All above makes sense, especially when we combine permission check
and buffer expansion in one step now.

> 
> At that point, I would be ok with fpu_update_guest_perm_features()
> rejecting
> attempts to advertise features that are not permitted, because then it's an
> FPU
> policy, not a KVM policy, and there's a valid reason for said policy.  It's a bit
> of a pedantic distinction, but to me it matters because having KVM explicitly
> restrict guest CPUID implies that doing so is necessary for KVM correctness,
> which
> AFAICT is not the case.
> 
> E.g. in KVM
> 
> 	/*
> 	 * Exposing dynamic xfeatures to the guest requires additional
> enabling
> 	 * in the FPU, e.g. to expand the guest XSAVE state size.
> 	 */
> 	best = cpuid_entry2_find(entries, nent, 0xd, 0);
> 	if (!best)
> 		return 0;
> 
> 	xfeatures = best->eax | ((u64)best->edx << 32);
> 	xfeatures &= XFEATURE_MASK_USER_DYNAMIC;
> 	if (!xfeatures)
> 		return 0;
> 
> 	return fpu_enable_guest_xfd_features(&vcpu->arch.guest_fpu,
> xfeatures);
> 
> and then
> 
>   int fpu_enable_guest_xfd_features(struct fpu_guest *guest_fpu, u64
> xfeatures)
>   {
> 	lockdep_assert_preemption_enabled();
> 
> 	/* Nothing to do if all requested features are already enabled. */
> 	xfeatures &= ~guest_fpu->xfeatures;
> 	if (!xfeatures)
> 		return 0;
> 
> 	/* Dynamic xfeatures are not supported with 32-bit kernels. */
> 	if (!IS_ENABLED(CONFIG_X86_64))
> 		return -EPERM;
> 
> 	return __xfd_enable_feature(xfeatures, guest_fpu);
>   }
> 
> with
> 
>   int __xfd_enable_feature(u64 xfd_err, struct fpu_guest *guest_fpu)
>   {
> 	struct fpu_state_perm *perm;
> 	unsigned int ksize, usize;
> 	struct fpu *fpu;
> 
> 	if (WARN_ON_ONCE(!xfd_err || (xfd_err &
> ~XFEATURE_MASK_USER_DYNAMIC)))
> 		return 0;

Currently this is done as:

int __xfd_enable_feature(u64 xfd_err, struct fpu_guest *guest_fpu)
 {
 	u64 xfd_event = xfd_err & XFEATURE_MASK_USER_DYNAMIC;

	...
 	if (!xfd_event) {
		if (!guest_fpu)
			pr_err_once("XFD: Invalid xfd error: %016llx\n", xfd_err);
 		return 0;
 	}
	...
}

is it necessary to convert the error print to WARN_ON() (and also
apply to guest_fpu)?

> 
> 	...
>   }
> 
> which addresses several things:
> 
>   a) avoids explicitly restricing guest CPUID in KVM, and in particular doesn't
>      prevent userspace from advertising non-XFD features that aren't
> supported in
>      hardware, which for better or worse is allowed today.

[Saved data entries]
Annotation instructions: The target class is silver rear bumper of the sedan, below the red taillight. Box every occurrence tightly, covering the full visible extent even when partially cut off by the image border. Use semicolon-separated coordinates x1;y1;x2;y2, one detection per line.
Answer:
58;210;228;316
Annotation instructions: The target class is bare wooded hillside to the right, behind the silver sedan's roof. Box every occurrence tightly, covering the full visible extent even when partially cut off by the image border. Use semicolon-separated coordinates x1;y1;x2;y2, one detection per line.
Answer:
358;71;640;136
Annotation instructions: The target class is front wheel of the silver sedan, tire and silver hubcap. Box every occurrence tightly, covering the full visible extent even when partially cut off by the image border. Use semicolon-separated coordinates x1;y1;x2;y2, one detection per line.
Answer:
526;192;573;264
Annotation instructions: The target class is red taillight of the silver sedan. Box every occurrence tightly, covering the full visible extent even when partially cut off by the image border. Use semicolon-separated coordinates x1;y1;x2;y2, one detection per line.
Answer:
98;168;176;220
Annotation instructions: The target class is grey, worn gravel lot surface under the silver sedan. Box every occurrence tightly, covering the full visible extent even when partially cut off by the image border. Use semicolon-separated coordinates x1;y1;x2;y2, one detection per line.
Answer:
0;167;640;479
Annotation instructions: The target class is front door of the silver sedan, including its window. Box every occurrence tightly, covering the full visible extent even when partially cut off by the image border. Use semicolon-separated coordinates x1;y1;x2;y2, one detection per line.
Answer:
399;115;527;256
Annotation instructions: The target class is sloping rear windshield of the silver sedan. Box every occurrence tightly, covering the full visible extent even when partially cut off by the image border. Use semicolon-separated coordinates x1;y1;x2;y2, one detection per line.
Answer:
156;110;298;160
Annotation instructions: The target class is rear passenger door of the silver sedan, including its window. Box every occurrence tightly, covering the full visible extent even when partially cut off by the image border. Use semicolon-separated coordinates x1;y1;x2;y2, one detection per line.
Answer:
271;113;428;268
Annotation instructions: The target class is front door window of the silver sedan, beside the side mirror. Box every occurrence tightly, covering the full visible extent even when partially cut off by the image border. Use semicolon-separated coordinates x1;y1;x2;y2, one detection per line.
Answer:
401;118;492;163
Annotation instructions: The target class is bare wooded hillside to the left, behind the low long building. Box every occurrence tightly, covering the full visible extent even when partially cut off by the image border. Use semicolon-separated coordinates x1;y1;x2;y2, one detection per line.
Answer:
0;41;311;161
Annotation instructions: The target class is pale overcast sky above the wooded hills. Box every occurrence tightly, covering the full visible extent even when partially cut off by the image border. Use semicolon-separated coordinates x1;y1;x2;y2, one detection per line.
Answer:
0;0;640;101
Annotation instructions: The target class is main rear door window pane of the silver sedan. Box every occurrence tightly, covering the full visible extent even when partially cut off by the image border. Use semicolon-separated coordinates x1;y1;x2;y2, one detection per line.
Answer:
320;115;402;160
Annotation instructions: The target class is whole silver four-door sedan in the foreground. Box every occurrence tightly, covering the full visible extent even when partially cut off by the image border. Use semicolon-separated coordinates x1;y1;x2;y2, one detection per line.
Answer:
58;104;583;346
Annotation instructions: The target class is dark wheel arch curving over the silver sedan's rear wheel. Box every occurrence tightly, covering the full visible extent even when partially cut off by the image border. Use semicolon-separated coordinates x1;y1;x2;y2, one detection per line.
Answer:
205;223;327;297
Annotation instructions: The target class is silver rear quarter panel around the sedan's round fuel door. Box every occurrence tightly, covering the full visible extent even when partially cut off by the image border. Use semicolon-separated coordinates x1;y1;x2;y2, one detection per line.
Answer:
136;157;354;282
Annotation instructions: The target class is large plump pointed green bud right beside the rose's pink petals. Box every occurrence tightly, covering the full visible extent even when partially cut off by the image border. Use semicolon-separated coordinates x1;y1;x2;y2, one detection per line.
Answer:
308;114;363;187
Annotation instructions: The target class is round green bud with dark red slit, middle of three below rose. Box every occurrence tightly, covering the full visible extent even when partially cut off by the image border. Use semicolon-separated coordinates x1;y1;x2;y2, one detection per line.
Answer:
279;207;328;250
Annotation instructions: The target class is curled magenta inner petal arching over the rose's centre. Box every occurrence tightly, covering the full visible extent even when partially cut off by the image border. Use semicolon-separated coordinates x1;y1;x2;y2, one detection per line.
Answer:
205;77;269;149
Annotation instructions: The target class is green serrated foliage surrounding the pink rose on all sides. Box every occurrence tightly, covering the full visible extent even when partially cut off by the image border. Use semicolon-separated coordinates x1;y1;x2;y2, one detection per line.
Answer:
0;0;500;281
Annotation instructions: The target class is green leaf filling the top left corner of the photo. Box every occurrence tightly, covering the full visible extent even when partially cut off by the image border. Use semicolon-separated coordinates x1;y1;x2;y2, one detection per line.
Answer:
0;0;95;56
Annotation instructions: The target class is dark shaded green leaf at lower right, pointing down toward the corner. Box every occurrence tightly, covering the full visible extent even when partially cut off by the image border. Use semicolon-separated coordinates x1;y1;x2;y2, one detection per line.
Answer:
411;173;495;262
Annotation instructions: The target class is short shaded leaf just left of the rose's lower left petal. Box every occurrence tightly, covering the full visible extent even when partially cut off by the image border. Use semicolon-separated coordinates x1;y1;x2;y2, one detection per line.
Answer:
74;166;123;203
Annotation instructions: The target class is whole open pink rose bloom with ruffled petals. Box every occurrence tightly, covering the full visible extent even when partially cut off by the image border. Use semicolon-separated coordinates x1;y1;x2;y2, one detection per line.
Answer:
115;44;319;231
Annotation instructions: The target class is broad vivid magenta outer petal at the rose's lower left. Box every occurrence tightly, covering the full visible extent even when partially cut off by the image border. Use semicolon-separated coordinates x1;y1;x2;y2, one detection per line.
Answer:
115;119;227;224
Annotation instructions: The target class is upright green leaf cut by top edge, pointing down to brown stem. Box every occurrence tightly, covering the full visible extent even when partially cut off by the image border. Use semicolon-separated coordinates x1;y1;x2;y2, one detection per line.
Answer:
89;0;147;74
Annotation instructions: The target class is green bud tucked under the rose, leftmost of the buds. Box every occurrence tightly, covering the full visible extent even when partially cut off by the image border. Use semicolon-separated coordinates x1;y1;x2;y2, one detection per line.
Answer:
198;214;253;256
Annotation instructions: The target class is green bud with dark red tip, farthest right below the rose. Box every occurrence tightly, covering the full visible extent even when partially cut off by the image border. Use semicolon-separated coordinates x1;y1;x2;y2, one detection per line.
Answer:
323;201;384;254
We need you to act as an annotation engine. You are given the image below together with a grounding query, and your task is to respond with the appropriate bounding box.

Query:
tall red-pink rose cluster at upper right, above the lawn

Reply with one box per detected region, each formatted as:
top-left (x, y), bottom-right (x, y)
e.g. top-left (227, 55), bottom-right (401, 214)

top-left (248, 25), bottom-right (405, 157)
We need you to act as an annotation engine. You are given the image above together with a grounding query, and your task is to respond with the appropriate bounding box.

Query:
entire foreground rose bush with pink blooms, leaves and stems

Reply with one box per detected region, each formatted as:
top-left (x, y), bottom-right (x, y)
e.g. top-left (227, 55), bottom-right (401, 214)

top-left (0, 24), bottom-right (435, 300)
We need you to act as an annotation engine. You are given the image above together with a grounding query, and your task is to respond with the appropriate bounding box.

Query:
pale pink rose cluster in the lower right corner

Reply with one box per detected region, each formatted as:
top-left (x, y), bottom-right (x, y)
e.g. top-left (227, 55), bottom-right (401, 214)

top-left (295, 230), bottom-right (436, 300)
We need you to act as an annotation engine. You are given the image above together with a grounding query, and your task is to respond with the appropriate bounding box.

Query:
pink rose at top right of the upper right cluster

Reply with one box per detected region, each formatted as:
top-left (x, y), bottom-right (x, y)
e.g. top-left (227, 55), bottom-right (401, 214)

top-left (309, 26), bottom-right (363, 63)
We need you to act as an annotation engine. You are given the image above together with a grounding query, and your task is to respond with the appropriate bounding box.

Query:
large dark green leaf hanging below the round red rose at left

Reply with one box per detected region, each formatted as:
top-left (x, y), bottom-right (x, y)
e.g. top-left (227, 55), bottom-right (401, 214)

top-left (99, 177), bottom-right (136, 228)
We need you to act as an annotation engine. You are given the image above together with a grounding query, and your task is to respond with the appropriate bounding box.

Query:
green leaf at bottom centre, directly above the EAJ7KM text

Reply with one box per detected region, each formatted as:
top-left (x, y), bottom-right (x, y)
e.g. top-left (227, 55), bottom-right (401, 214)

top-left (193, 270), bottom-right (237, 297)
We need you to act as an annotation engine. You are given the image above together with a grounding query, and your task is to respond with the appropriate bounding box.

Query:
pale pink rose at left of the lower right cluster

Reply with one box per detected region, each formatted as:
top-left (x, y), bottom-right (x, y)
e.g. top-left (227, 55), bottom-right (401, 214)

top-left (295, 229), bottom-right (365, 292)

● **PROBLEM REQUIREMENTS**: Reproduce verbatim the passage of the KVM FPU discussion above that begins with the words containing "is it necessary" and ends with "is allowed today.".

● **RESPONSE BELOW**:
is it necessary to convert the error print to WARN_ON() (and also
apply to guest_fpu)?

> 
> 	...
>   }
> 
> which addresses several things:
> 
>   a) avoids explicitly restricing guest CPUID in KVM, and in particular doesn't
>      prevent userspace from advertising non-XFD features that aren't
> supported in
>      hardware, which for better or worse is allowed today.